EXERCISE: Multiply every pixel coordinate in the answers by 0.95 and round to whole numbers, halves up, then write out the records between the lines holding "point_to(query) returns, for every instance of the distant" and "pixel 828 756", inclusive, with the requests unchanged. Return only those lines.

ENTRIES PROVIDED:
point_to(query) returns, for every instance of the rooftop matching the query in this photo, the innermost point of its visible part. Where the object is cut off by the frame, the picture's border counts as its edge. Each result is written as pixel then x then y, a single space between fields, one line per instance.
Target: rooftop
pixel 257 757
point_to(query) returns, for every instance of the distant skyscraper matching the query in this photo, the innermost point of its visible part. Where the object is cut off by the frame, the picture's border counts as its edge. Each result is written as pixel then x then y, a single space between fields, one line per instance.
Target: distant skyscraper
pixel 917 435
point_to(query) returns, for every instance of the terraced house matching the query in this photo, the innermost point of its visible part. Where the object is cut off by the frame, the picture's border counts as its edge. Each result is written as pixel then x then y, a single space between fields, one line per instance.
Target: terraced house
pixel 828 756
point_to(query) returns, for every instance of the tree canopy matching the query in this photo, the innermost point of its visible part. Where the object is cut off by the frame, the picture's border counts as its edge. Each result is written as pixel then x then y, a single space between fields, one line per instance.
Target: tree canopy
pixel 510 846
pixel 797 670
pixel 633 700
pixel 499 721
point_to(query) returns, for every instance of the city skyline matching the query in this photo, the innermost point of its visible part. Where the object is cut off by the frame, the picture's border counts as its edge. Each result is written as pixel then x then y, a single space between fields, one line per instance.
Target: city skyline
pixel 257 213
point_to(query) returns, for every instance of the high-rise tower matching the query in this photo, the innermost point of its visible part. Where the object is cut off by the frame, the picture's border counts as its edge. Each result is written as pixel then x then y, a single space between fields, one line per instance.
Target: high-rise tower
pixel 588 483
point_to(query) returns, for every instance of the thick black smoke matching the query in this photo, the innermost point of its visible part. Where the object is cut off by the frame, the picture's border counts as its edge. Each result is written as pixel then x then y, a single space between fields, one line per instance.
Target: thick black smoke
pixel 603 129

SOLUTION FOR THIS TASK:
point_to(query) returns, for every instance of the distant skyscraper matching the query in this photo, the innermost point of its visible part. Where the object is cut off by the frame, the picture's border counts as its edge. Each result is written as pixel then x then y, a single space between fields, one line per instance.
Target: distant skyscraper
pixel 871 413
point_to(query) returns, for every instance of the terraced house matching the query in this photo, the innermost point of its visible part. Where the object is cut off by the frame, the picture's border counts as its edge. Each result is written as pixel then x then y, a single space between fields, one line per instance.
Target: terraced house
pixel 787 718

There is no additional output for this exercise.